### [The exercise]
Copy out everything from the line containing "Can you find the soccer" down to the end of the items, requests included. Offset each coordinate in the answers by adding 107.

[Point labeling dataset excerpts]
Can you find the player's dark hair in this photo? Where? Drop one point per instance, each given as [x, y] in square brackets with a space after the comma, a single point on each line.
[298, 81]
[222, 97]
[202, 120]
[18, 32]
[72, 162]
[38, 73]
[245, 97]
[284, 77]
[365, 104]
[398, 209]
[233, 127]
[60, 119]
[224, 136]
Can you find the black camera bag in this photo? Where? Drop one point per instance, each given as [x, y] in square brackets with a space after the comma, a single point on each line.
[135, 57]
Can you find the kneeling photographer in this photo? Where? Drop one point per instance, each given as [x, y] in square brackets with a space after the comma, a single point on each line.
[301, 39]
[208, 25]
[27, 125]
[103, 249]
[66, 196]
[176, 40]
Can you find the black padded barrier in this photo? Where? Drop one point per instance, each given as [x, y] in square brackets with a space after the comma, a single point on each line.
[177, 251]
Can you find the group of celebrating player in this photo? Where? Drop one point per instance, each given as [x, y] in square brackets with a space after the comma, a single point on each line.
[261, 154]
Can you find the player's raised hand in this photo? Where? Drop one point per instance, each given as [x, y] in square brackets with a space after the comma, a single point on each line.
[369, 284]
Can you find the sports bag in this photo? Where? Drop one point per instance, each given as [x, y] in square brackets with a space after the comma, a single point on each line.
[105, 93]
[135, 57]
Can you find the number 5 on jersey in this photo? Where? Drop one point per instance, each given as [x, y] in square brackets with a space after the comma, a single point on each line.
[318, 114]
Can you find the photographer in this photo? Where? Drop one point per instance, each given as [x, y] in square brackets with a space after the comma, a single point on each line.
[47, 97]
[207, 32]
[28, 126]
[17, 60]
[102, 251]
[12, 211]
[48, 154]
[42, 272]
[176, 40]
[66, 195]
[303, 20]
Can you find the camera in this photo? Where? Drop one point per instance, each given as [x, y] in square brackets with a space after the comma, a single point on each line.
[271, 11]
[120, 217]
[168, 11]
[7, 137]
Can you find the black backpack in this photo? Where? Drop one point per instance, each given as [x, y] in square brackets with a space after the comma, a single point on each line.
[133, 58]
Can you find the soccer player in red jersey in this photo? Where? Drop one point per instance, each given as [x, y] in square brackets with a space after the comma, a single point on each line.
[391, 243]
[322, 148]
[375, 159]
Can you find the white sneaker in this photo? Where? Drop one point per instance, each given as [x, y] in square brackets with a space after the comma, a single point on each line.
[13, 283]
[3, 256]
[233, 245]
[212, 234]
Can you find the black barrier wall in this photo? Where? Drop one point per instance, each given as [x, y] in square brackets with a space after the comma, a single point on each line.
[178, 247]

### [Response below]
Can you find the soccer player in red jersey in this photo? Where? Drop one point per instance, each given as [x, y] in square brackets with a space after the comma, a single point on each line.
[498, 350]
[429, 255]
[482, 266]
Can you find the white sneaker in this photo? Where? Drop one point per instance, each given as [x, y] in square brackets with a space after the comma, a single point on each line.
[120, 390]
[110, 363]
[340, 352]
[319, 341]
Can you find the black barrier wall in this photo? Where? Drop one point per instance, each given as [x, y] in square brackets with a space after the comma, a single point on each line.
[285, 354]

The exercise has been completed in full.